-- START OF Material provided --

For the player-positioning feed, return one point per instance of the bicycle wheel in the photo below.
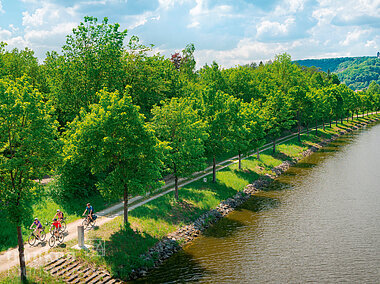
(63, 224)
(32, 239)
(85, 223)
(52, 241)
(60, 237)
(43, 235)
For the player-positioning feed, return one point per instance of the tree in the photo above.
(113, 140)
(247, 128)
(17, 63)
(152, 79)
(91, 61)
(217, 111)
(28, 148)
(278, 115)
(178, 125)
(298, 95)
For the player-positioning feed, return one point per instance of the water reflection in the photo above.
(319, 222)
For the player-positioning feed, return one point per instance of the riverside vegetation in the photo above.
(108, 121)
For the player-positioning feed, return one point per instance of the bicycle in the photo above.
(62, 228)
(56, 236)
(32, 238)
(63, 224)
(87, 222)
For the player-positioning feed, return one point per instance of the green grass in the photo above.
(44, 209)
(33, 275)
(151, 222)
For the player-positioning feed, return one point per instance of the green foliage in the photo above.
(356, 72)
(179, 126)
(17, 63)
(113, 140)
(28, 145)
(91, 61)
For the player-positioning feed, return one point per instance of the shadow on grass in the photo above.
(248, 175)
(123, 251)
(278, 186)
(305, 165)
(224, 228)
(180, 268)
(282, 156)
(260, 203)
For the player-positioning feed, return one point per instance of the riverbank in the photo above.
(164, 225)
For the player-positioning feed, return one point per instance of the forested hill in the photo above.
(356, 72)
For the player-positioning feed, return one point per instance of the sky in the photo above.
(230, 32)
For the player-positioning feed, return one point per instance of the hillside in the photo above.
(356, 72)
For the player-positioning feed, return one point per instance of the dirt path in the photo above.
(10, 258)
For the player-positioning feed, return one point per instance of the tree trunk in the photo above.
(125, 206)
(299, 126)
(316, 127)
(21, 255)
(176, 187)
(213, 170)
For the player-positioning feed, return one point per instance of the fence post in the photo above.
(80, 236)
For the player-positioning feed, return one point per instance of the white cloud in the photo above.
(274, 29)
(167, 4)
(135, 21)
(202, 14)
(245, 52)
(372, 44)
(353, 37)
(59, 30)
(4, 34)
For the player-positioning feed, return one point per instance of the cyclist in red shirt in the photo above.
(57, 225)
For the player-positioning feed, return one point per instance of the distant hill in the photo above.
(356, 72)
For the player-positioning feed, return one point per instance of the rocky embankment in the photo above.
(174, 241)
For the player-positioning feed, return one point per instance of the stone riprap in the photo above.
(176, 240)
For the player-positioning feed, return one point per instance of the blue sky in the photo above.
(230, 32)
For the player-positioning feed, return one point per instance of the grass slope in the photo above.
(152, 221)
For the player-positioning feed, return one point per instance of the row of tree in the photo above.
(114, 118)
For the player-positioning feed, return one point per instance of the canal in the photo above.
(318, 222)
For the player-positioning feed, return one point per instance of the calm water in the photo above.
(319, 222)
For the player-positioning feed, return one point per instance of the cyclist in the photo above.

-- END OF Material provided --

• [Instructions for the task]: Take the line that contains "embankment in the photo above." and each line after it down to the last of the records, and retype them exactly; add nothing else.

• [Correct answer]:
For the player-positioning feed, return one point per instance of the rocky embankment in the photo above.
(174, 241)
For the player-positioning feed, return one point per instance of the stone riprap in the photo above.
(176, 240)
For the player-positioning feed, return one point per instance of the blue sky in the photo above.
(230, 32)
For the player-positioning feed, return one point per instance of the grass slope in the photo above.
(152, 221)
For the player-positioning feed, return one point per instance of the row of tree in the photo above.
(114, 118)
For the player-positioning feed, return one point per instance of the canal in the photo above.
(318, 222)
For the player-positioning feed, return one point per instance of the calm water in the photo above.
(319, 222)
For the player-positioning feed, return one point per instance of the cyclist in the photo above.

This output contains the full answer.